PAGE TEXT
- Film Poster
- Directed by: Anthony Nti
- Written by: Anthony Nti Chingiz Karibekov
- Produced by: Anthony Nti Chingiz Karibekov Dimitri Verbeek
- Starring: Goua Grovogui Prince Agortey Matilda Enchil
- Cinematography: Pieter-Jan Claessens
- Edited by: Frederik Vandewalle
- Production companies: Caviar Films RITCS Rondini
- Distributed by: Salaud Morisset
- Release date: October 2019 (Ghent);
- Running time: 20 minutes
- Countries: Belgium Ghana
- Languages: Akan French English

= Da Yie =

2019 short film by Anthony Nti

Da Yie (also known by its English title Good Night) is a 2019 short film directed by Anthony Nti.

In 2020, it won the Clermont-Ferrand International Short Film Festival and was amongst the finalists for the BAFTA Los Angeles Student Film Awards.

Da Yie film was produced by Anthony Nti, Chingiz Karibekov and Dimitri Verbeek, and distributed worldwide by the International Production & Distribution company Salaud Morisset.

SHORT EXERCISE
From the Da Yie page above, list everyone credited as a producer of the film.

EXTRACTED RECORDS
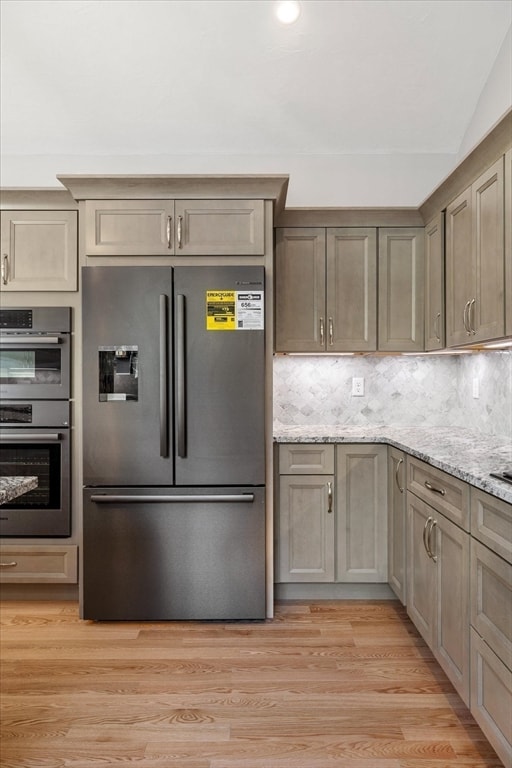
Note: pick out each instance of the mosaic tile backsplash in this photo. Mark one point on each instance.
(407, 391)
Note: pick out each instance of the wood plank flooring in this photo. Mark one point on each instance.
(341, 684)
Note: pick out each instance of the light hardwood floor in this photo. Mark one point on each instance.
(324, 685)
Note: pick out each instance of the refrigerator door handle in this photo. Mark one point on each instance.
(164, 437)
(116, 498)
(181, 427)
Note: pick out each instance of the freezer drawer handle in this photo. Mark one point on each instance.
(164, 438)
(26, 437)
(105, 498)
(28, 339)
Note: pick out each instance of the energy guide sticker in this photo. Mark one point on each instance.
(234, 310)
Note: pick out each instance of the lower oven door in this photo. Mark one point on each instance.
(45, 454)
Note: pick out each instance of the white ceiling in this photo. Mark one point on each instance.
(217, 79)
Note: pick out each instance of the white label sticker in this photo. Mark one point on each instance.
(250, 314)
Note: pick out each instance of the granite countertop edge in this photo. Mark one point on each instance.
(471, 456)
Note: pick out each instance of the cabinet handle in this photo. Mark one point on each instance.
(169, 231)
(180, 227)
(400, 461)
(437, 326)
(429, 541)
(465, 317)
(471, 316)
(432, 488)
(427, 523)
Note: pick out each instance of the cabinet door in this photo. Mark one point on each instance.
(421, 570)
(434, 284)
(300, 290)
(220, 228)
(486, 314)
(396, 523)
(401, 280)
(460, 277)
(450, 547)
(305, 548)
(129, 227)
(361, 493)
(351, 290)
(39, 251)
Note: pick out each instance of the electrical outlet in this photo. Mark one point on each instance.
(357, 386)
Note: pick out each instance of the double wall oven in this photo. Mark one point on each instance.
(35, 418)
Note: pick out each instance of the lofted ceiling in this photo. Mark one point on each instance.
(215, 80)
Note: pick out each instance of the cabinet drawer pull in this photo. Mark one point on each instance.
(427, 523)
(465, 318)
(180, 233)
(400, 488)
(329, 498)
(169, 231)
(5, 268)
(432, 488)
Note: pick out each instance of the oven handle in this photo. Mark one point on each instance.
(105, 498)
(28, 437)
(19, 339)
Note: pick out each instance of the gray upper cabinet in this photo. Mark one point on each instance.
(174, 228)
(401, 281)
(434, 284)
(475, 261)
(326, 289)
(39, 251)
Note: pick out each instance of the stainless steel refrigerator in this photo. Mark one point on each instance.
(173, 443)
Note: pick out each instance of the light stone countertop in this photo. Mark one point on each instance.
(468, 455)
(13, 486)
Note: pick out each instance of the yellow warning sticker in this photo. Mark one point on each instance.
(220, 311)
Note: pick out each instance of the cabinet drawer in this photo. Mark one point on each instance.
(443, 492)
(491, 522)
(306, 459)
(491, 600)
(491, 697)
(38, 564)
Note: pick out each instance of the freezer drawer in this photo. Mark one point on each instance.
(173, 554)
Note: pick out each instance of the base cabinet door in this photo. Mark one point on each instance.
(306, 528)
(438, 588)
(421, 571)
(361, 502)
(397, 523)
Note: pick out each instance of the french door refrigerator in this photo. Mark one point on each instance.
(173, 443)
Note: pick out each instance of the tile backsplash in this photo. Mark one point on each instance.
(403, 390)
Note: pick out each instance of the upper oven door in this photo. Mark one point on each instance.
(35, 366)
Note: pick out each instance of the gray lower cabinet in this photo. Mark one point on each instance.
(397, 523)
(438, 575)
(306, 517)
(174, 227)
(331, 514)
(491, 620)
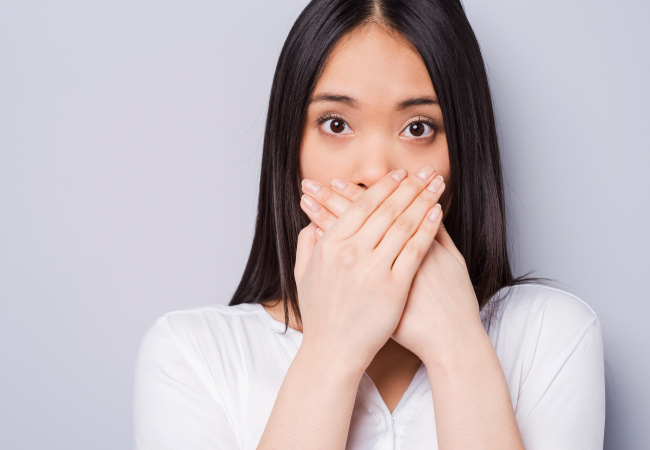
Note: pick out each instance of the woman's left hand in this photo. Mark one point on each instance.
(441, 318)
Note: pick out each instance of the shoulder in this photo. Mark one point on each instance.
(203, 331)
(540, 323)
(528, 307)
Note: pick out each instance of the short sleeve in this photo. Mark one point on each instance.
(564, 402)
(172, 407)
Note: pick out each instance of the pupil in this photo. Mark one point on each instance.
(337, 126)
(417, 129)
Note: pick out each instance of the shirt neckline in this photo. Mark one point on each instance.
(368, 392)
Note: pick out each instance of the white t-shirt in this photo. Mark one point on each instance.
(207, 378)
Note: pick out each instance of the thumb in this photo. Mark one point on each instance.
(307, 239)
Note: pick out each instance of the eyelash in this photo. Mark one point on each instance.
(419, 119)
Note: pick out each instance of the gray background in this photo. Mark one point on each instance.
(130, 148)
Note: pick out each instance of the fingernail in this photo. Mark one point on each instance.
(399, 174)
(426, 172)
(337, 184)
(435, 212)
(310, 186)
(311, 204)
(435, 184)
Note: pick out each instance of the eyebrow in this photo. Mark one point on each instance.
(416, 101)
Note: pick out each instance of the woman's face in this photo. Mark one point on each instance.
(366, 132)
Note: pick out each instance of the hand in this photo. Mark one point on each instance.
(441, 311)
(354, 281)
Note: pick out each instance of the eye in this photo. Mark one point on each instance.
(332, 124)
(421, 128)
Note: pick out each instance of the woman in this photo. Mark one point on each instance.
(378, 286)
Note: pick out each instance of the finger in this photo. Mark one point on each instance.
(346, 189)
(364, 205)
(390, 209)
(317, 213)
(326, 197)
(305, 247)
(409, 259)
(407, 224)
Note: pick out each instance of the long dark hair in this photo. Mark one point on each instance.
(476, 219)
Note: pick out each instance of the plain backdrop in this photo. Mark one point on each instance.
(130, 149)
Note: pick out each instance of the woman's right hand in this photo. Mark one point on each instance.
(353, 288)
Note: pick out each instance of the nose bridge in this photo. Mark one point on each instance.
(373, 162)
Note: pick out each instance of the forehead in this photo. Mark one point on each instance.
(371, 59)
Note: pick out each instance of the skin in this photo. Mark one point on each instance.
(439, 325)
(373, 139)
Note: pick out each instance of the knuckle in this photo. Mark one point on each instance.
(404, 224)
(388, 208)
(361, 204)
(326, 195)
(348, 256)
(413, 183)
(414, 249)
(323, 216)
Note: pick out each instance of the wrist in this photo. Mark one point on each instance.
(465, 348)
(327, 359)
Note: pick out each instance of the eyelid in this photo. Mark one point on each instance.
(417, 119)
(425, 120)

CORRECT RESPONSE
Anthony Nti, Chingiz Karibekov, Dimitri Verbeek